» EXTRACT:
============================================================
Research and development (“R&D”), sales and marketing (“S&M”) and general and administrative (“G&A”) expenses increased, in the aggregate, 3.9% to 26,351 kEUR for the first quarter of 2020 from 25,361 kEUR for the first quarter of 2019.
Net other operating income was 683 kEUR compared to 1,258 kEUR for the first quarter of 2019.
Operating result decreased to (1,037) kEUR from 1,476 kEUR for the first quarter of 2019.
Net financial result was (1,321) kEUR compared to (592) kEUR for the first quarter of 2019. The share in loss of joint venture amounted to (39) kEUR compared to (123) kEUR for the same period in 2019.
The first quarter of 2020 contained income tax expenses of (457) kEUR, compared to (1,065) kEUR in the first quarter of 2019.
As a result of the above, net loss for the first quarter of 2020 was (2,853) kEUR, compared to (304) kEUR for the same period in 2019. Total comprehensive income for the first quarter of 2020, which includes exchange differences on translation of foreign operations, was (6,996) kEUR compared to 284 kEUR for the 2019 period.
============================================================
» ENTRIES SUPPLIED:
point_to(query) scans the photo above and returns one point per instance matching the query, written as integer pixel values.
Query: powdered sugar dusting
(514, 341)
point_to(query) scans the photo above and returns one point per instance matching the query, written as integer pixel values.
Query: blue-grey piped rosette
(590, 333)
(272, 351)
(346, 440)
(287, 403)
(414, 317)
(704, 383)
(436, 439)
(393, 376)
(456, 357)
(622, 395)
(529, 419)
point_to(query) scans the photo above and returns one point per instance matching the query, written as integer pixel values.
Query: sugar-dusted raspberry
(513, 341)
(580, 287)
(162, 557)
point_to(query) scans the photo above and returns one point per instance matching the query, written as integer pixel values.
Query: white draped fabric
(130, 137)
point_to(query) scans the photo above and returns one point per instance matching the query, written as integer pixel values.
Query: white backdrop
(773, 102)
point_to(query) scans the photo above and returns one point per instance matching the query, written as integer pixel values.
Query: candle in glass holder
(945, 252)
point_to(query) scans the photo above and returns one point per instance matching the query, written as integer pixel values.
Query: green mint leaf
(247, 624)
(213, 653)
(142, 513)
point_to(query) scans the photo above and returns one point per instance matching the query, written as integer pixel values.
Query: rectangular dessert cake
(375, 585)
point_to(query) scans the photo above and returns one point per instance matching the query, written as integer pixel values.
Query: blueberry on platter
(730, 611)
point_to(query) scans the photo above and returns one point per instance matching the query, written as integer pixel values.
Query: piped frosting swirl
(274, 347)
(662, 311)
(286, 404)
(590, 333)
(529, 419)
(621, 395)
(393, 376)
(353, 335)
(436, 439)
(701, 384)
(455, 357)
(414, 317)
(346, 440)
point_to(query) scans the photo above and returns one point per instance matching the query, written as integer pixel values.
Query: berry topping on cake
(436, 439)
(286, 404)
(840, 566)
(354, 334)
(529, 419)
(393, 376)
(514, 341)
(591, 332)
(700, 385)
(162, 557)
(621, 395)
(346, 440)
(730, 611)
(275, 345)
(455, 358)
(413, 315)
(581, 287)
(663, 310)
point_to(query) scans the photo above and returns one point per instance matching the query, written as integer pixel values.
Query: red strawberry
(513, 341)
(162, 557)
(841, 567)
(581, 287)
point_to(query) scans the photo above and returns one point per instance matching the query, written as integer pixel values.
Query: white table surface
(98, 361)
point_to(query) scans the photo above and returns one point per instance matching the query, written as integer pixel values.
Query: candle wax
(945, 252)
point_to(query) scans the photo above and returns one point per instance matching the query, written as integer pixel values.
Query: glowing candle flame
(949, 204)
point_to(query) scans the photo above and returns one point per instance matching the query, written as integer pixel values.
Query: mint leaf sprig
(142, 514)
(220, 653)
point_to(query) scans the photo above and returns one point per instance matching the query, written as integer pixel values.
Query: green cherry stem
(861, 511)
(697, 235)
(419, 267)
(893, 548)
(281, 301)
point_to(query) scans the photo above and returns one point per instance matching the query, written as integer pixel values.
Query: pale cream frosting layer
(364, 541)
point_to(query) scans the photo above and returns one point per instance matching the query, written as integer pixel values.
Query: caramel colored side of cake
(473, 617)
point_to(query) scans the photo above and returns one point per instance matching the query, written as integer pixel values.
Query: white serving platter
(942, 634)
============================================================
» YOUR TASKS:
1 - According to the first-quarter financial results, what was net other operating income for the first quarter of 2020?
2 - Carry on the first-quarter 2020 financial results text, starting after its last sentence and keeping its style.

» RESPONSES IN ORDER:
1 - 683 kEUR

2 -
At March 31, 2020, we had cash and equivalents of 127,135 kEUR compared to 128,897 kEUR at December 31, 2019. Gross debt amounted to 124,702 kEUR, compared to 127,939 kEUR at December 31, 2019. As a result, our net cash position increased 1,474 kEUR during the first quarter of 2020.
Cash flow from operating activities for the first quarter of 2020 was 7,273 kEUR compared to 4,081 kEUR for the same period in 2019. Total capital expenditures for the first quarter of 2020 amounted to 3,053 kEUR.
Net shareholders’ equity at March 31, 2020 was 135,679 kEUR compared to 142,675 kEUR at December 31, 2019.
Mr. Leys concluded, “In this time of unprecedented uncertainty, we are withdrawing the financial guidance we provided on March 4, 2020. As noted earlier, we currently expect the negative impact of the COVID-19 crisis on our business to increase significantly throughout the second quarter of 2020. While we anticipate today that business should gradually pick up in the second half of the year, our visibility on the timing and speed of the recovery of the global economy in general and of our business in particular is currently too limited to provide meaningful financial guidance at this time. As our overall goal is to limit the impact of the COVID-19 crisis and the associated cost-saving measures we take on our long-term plans, in particular on our ongoing research and business development programs, we do expect the short-term impact of the crisis on our Adjusted EBITDA will be even more significant than on our sales.”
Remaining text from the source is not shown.